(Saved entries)
☆ ☆ ☆ ☆ ☆ ☆ ☆

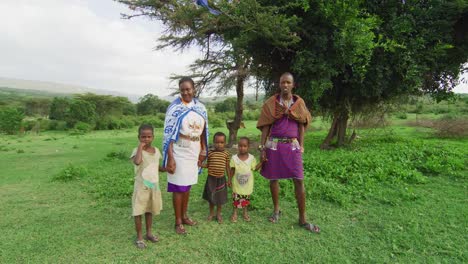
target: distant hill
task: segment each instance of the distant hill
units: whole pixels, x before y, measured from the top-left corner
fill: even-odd
[[[55,82],[44,82],[44,81],[32,81],[32,80],[21,80],[12,78],[1,78],[0,87],[10,88],[13,90],[25,90],[32,93],[32,91],[41,91],[46,94],[55,94],[56,96],[65,96],[72,94],[82,93],[94,93],[100,95],[113,95],[127,97],[132,102],[138,102],[141,95],[126,94],[117,91],[108,91],[100,89],[92,89],[84,86],[55,83]],[[40,94],[40,93],[38,93]]]

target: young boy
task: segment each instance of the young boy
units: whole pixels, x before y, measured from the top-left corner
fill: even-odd
[[[208,221],[213,220],[214,207],[216,209],[216,219],[218,223],[223,222],[221,209],[227,202],[226,173],[229,173],[230,154],[224,149],[226,144],[226,135],[222,132],[216,132],[213,136],[214,150],[208,152],[207,164],[203,167],[208,168],[208,177],[205,183],[203,199],[210,204],[210,215]]]

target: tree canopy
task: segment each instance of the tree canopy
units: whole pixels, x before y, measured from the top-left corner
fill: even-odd
[[[323,147],[344,144],[349,118],[382,103],[447,98],[468,61],[466,1],[211,2],[219,15],[189,0],[120,2],[163,22],[161,47],[208,51],[214,41],[245,54],[268,93],[291,71],[296,92],[332,117]]]

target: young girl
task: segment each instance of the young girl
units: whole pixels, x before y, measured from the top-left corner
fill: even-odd
[[[229,152],[224,150],[226,135],[216,132],[213,137],[214,150],[208,152],[208,161],[204,168],[208,168],[203,199],[210,204],[210,215],[208,221],[214,218],[214,207],[216,208],[216,219],[218,223],[223,222],[221,215],[222,205],[227,202],[227,187],[225,173],[229,174]]]
[[[132,152],[130,158],[135,165],[135,184],[132,197],[132,215],[135,218],[137,248],[146,248],[143,239],[158,242],[158,237],[152,234],[153,214],[158,215],[162,209],[161,191],[159,189],[159,166],[161,153],[151,146],[154,139],[154,129],[151,125],[143,124],[138,128],[140,144]],[[146,235],[143,237],[141,216],[145,215]]]
[[[257,164],[257,160],[252,154],[249,154],[250,140],[241,137],[238,142],[238,153],[232,156],[229,174],[228,186],[232,187],[232,199],[234,212],[231,216],[231,222],[237,222],[237,209],[243,209],[243,218],[250,221],[247,213],[247,207],[250,204],[250,195],[253,191],[254,176],[252,171],[260,169],[262,162]]]

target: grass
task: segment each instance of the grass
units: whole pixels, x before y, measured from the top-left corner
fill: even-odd
[[[320,122],[314,127],[320,127]],[[256,137],[254,122],[246,125],[241,135]],[[316,148],[326,130],[309,133],[305,163],[314,164],[308,169],[314,173],[306,176],[312,179],[306,181],[307,210],[309,219],[321,226],[320,235],[297,226],[297,208],[288,181],[282,182],[280,223],[268,223],[266,216],[272,210],[268,182],[258,175],[251,223],[204,221],[208,208],[201,199],[203,174],[193,188],[189,209],[200,224],[188,227],[187,237],[177,236],[171,197],[163,192],[165,208],[154,223],[161,241],[144,251],[132,244],[132,165],[123,159],[136,146],[134,130],[0,136],[0,262],[466,263],[468,144],[466,140],[433,138],[426,132],[398,125],[364,130],[353,146],[331,152]],[[161,134],[157,134],[155,145],[160,146],[160,142]],[[408,155],[424,152],[435,156],[421,154],[417,156],[421,157],[419,163],[408,163],[406,158],[399,162],[398,153],[404,146],[408,146]],[[449,158],[461,159],[461,165],[453,165],[451,158],[444,163],[435,147]],[[385,179],[367,185],[340,182],[331,185],[336,190],[317,184],[336,180],[336,173],[320,174],[317,167],[329,171],[332,167],[327,166],[334,164],[356,177],[361,170],[346,164],[357,157],[354,162],[367,171],[364,177],[372,178],[376,173],[365,167],[365,159],[385,156],[389,156],[383,161],[388,167],[401,170],[394,176],[397,181]],[[432,163],[427,163],[428,157],[434,157]],[[368,164],[379,163],[370,160]],[[422,181],[405,180],[405,172],[420,169],[412,167],[418,164],[432,164],[435,169],[420,172]],[[454,169],[448,171],[452,165]],[[71,176],[65,181],[54,180],[63,175]],[[164,189],[164,175],[161,179]],[[362,186],[371,190],[357,192]],[[347,202],[330,197],[344,197]],[[227,220],[230,208],[224,208],[223,213]]]

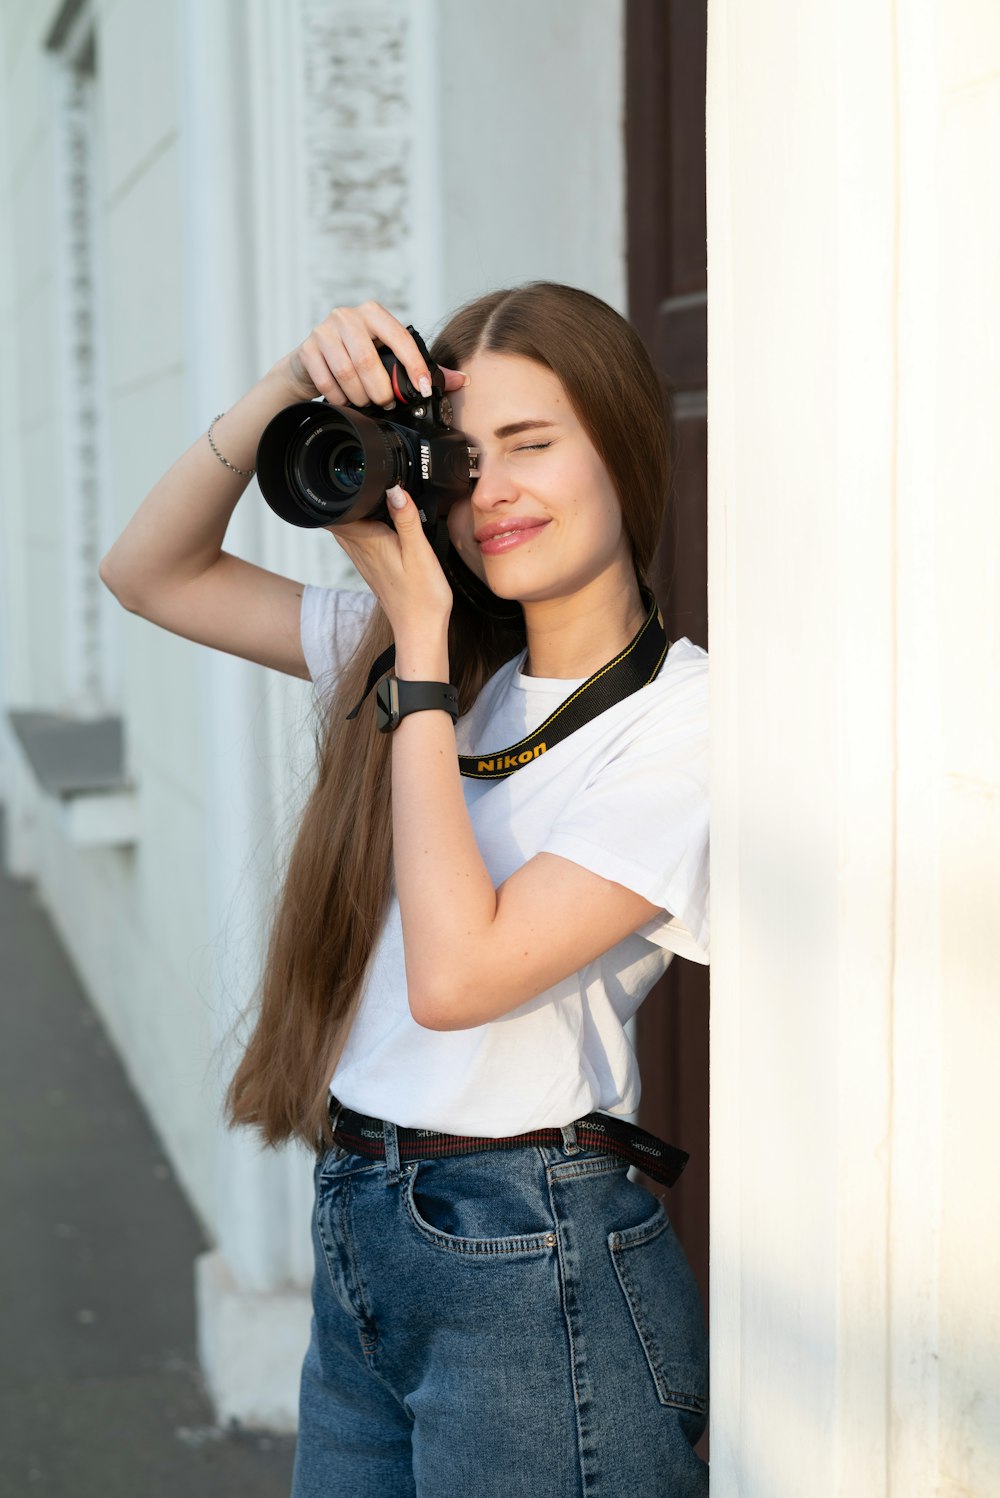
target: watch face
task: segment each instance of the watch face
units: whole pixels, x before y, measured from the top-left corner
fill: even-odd
[[[399,722],[399,692],[396,678],[384,676],[375,688],[375,726],[379,733],[390,733]]]

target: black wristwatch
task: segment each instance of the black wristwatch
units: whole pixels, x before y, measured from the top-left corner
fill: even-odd
[[[379,733],[391,733],[407,713],[419,713],[434,707],[444,708],[446,713],[450,713],[453,723],[458,718],[458,692],[448,682],[400,681],[397,676],[385,676],[375,688],[375,721]]]

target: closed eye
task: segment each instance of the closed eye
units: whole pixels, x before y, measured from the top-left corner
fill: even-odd
[[[517,453],[536,453],[541,452],[543,447],[551,446],[551,442],[531,442],[526,447],[515,447],[514,451]]]

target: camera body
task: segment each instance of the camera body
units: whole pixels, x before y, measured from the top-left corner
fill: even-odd
[[[257,481],[270,508],[291,525],[346,525],[384,520],[391,525],[386,490],[400,484],[421,511],[425,528],[440,535],[448,510],[467,499],[477,477],[475,448],[451,426],[444,375],[415,328],[427,360],[430,396],[421,395],[389,348],[379,357],[392,381],[396,407],[333,406],[299,401],[264,428],[257,447]]]

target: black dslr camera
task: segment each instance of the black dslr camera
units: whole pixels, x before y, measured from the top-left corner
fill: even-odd
[[[429,397],[411,383],[392,349],[379,349],[396,397],[391,419],[377,405],[331,406],[322,400],[286,406],[264,428],[257,481],[282,520],[314,527],[352,520],[391,525],[385,491],[401,484],[441,558],[447,547],[444,518],[472,493],[478,453],[462,432],[452,430],[444,375],[417,330],[407,332],[427,360]]]

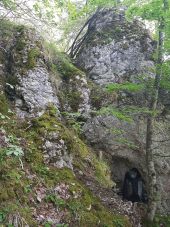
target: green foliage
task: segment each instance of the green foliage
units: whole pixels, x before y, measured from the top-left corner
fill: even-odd
[[[75,133],[81,135],[82,133],[82,126],[84,124],[83,121],[78,120],[81,117],[79,112],[69,113],[69,112],[62,112],[62,115],[66,118],[68,126],[75,130]]]
[[[84,209],[83,204],[81,203],[81,201],[75,201],[74,199],[71,200],[68,203],[68,208],[71,210],[71,212],[73,214],[76,214],[80,210]]]
[[[8,146],[4,148],[4,153],[6,156],[16,156],[21,157],[24,155],[24,152],[22,148],[19,146],[19,141],[14,135],[8,135],[8,137],[5,138],[6,143],[8,143]]]
[[[15,0],[1,0],[1,5],[4,8],[11,8],[11,10],[16,10],[16,1]]]
[[[37,58],[40,56],[40,50],[38,48],[31,49],[28,52],[27,68],[32,69],[36,66]]]
[[[3,211],[0,211],[0,223],[2,223],[6,218],[6,214]]]
[[[156,23],[156,33],[158,34],[159,22],[163,19],[164,23],[164,52],[169,53],[170,51],[170,1],[162,0],[149,0],[138,1],[130,0],[124,1],[130,7],[128,8],[126,14],[128,18],[134,18],[134,16],[140,17],[142,20],[154,21]],[[165,5],[163,4],[165,3]],[[158,37],[158,35],[156,35]]]
[[[10,155],[15,155],[17,157],[19,156],[23,156],[24,152],[22,150],[21,147],[18,147],[16,145],[10,145],[7,149],[6,149],[6,155],[10,156]]]
[[[153,222],[143,221],[144,227],[170,226],[170,216],[156,215]]]
[[[113,220],[113,224],[115,227],[124,227],[125,223],[122,219],[117,218],[117,219]]]
[[[115,6],[117,2],[116,0],[78,2],[73,0],[55,0],[54,2],[37,0],[34,4],[34,10],[40,18],[43,18],[43,16],[48,18],[48,24],[53,24],[52,27],[56,25],[55,15],[61,18],[60,22],[57,21],[57,23],[59,24],[58,28],[63,32],[63,36],[59,40],[58,45],[65,50],[70,46],[70,40],[74,39],[82,24],[85,23],[97,8]],[[62,18],[63,12],[67,15],[65,20]],[[49,17],[48,14],[50,15]],[[63,48],[63,44],[65,48]]]
[[[107,91],[113,92],[113,91],[129,91],[129,92],[139,92],[143,90],[144,84],[135,84],[135,83],[130,83],[126,82],[123,84],[108,84],[106,86]]]
[[[57,224],[56,227],[69,227],[68,224]]]
[[[51,223],[51,222],[46,222],[46,223],[44,224],[44,227],[52,227],[52,223]]]
[[[63,199],[57,197],[55,194],[47,195],[45,201],[53,203],[56,207],[64,207],[66,204]]]
[[[5,118],[6,118],[6,116],[5,116],[4,114],[1,114],[1,113],[0,113],[0,119],[1,119],[1,120],[4,120]]]
[[[118,119],[122,120],[122,121],[127,121],[127,122],[132,122],[133,119],[131,116],[123,113],[121,110],[112,107],[112,106],[108,106],[108,107],[103,107],[101,108],[99,111],[97,111],[97,114],[99,115],[113,115],[115,117],[117,117]]]
[[[167,91],[170,91],[170,61],[164,62],[162,66],[162,80],[160,83],[160,87],[162,89],[165,89]]]

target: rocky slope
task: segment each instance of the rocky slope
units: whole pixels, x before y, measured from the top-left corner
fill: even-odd
[[[119,212],[115,198],[113,212],[99,197],[114,182],[107,163],[79,137],[90,109],[85,74],[35,30],[1,25],[1,226],[138,223],[125,216],[127,207],[135,213],[131,204]]]
[[[77,53],[76,63],[87,72],[100,89],[109,83],[120,84],[148,83],[154,77],[155,41],[139,21],[128,22],[124,11],[114,9],[99,11],[90,22],[87,35]],[[148,89],[148,87],[147,87]],[[147,89],[116,89],[117,97],[112,106],[117,109],[105,111],[102,116],[94,116],[83,126],[87,140],[96,149],[109,154],[114,179],[122,182],[124,173],[138,167],[147,180],[145,163],[146,108],[149,93]],[[153,141],[154,157],[158,173],[161,213],[170,212],[170,159],[169,159],[169,120],[163,117],[168,113],[168,92],[160,90],[160,116],[155,125]],[[98,99],[99,94],[97,94]],[[102,97],[101,97],[102,99]],[[108,99],[107,99],[108,100]],[[107,104],[108,105],[108,104]],[[103,104],[101,106],[104,106]],[[120,110],[125,115],[121,115]],[[112,113],[111,115],[109,113]],[[127,115],[129,118],[127,118]]]
[[[106,12],[102,18],[108,23]],[[108,18],[109,23],[112,22],[110,10]],[[125,27],[129,30],[125,34],[130,35],[132,27],[127,25],[126,22]],[[102,25],[101,30],[103,27],[107,28]],[[123,22],[119,27],[124,27]],[[113,31],[115,33],[115,27]],[[137,28],[133,30],[135,37],[138,31]],[[139,73],[143,72],[142,64],[154,64],[150,59],[154,45],[146,31],[142,31],[149,49],[141,50],[141,37],[136,46],[133,45],[135,56],[138,56],[134,67],[135,70],[139,68]],[[95,37],[99,39],[97,34]],[[124,119],[117,112],[112,116],[96,112],[110,104],[117,106],[118,92],[109,93],[98,85],[117,82],[114,81],[115,75],[110,73],[105,78],[105,74],[100,72],[100,75],[96,74],[99,75],[97,82],[97,77],[93,78],[89,70],[86,74],[75,67],[65,54],[46,43],[33,29],[4,21],[1,22],[0,36],[2,226],[140,226],[145,205],[122,201],[113,193],[112,187],[115,187],[115,181],[121,186],[130,167],[137,166],[145,178],[145,121],[138,115],[131,120]],[[104,50],[108,52],[105,45],[116,43],[114,39],[115,36],[111,35],[106,44],[95,44],[96,48],[102,49],[102,59],[106,54]],[[118,46],[121,42],[120,39]],[[87,48],[85,54],[92,49]],[[114,48],[109,46],[110,49]],[[123,53],[124,49],[121,51]],[[128,49],[125,54],[126,61],[131,52]],[[80,53],[81,59],[84,50]],[[99,67],[100,63],[102,69],[103,62],[98,61]],[[129,70],[129,64],[126,62],[123,70],[126,71],[126,67]],[[117,75],[122,76],[119,82],[125,80],[125,74],[119,74],[121,69],[117,70]],[[130,69],[129,75],[132,71]],[[159,123],[156,141],[165,139],[169,130],[167,122]],[[155,145],[160,152],[159,144],[156,142]],[[161,154],[168,152],[167,147],[168,144]],[[167,214],[168,159],[159,159],[157,166],[164,192],[159,210]],[[168,219],[162,219],[158,217],[156,222],[168,223]]]

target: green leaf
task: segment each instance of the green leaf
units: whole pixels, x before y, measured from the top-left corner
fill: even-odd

☆ ☆ ☆ ☆ ☆ ☆ ☆

◆ YOUR OBJECTIVE ◆
Using the entries above, give the number of lines that carry the string "girl", without anything else.

◆ RESPONSE TO THE TASK ◆
2